── Page text

- Evolving business models. Many speakers (Terry Boston, Michael Chertkov, Steven Chu, David Sun, and Pravin Varaiya) and breakout participants discussed the changing paradigm of the grid in the context of what it means for utility companies. Chu’s description was that as consumers move toward more rooftop solar, electric vehicles become commonplace, and large stationary batteries become widely available, more and better pricing and generation models are deployed and other alternatives, such as switching to a personalized gas generator, become more popular—compelling utilities to examine what this means for their current business models and how they will adapt. Sun believes that utility companies will adapt by unbundling existing services and offering new, more innovative services to consumers. Varaiya suggested that a potentially viable option
would be for utilities to modify their approach to meeting the flexible demands of consumers through means such as priority pricing, interruptible electrical power, demand response, price-responsive demand, and duration-differentiated energy service. The possibility of increased reliance on high-voltage direct-current technologies as a way to better transport electricity was also discussed.
- Security. The importance of protecting the grid from cyber and physical attacks was discussed by several speakers (Terry Boston, Steven Chu, and Matthew Gardner) and in multiple breakout sessions. This was a notable concern when discussing grid control architecture.

────

* To do: In the grid discussion summary, what compels utilities to rethink their current business models? Explain using Chu's description.

── Supplied records

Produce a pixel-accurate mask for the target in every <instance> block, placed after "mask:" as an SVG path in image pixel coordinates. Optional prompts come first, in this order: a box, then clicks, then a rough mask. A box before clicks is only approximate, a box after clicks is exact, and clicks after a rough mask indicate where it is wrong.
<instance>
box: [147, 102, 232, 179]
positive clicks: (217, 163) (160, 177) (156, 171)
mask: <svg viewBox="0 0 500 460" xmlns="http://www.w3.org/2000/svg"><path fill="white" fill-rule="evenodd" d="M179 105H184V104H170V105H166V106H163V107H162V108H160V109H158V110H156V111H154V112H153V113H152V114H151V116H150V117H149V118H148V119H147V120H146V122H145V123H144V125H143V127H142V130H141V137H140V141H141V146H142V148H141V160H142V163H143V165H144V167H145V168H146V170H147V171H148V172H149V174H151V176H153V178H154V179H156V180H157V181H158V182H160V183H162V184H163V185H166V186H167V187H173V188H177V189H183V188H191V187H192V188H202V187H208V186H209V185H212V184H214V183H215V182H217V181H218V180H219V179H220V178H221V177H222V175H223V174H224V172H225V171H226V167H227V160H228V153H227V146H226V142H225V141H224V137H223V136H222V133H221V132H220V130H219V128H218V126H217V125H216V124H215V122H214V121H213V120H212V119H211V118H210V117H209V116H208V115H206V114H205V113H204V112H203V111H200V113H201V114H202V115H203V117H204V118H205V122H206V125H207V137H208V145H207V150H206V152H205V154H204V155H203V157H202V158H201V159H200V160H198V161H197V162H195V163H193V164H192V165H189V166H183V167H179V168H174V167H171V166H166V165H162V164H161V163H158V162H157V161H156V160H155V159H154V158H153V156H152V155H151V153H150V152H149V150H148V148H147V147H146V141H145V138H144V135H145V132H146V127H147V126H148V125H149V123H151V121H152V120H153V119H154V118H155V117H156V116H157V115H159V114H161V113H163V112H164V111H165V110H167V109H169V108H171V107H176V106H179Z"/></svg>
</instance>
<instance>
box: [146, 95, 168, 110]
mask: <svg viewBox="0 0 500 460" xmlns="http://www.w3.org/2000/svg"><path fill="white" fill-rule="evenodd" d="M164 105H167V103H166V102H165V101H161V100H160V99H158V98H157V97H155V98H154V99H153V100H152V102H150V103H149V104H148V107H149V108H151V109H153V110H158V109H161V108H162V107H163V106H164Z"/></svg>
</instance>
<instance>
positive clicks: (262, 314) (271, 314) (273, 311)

────

* Response area: Chu described several shifts. Consumers are moving toward more rooftop solar, electric vehicles are becoming commonplace, and large stationary batteries are becoming widely available. More and better pricing and generation models are also being deployed, and alternatives such as switching to a personalized gas generator are growing more popular. Together these changes compel utilities to examine what they mean for their current business models and how they will adapt.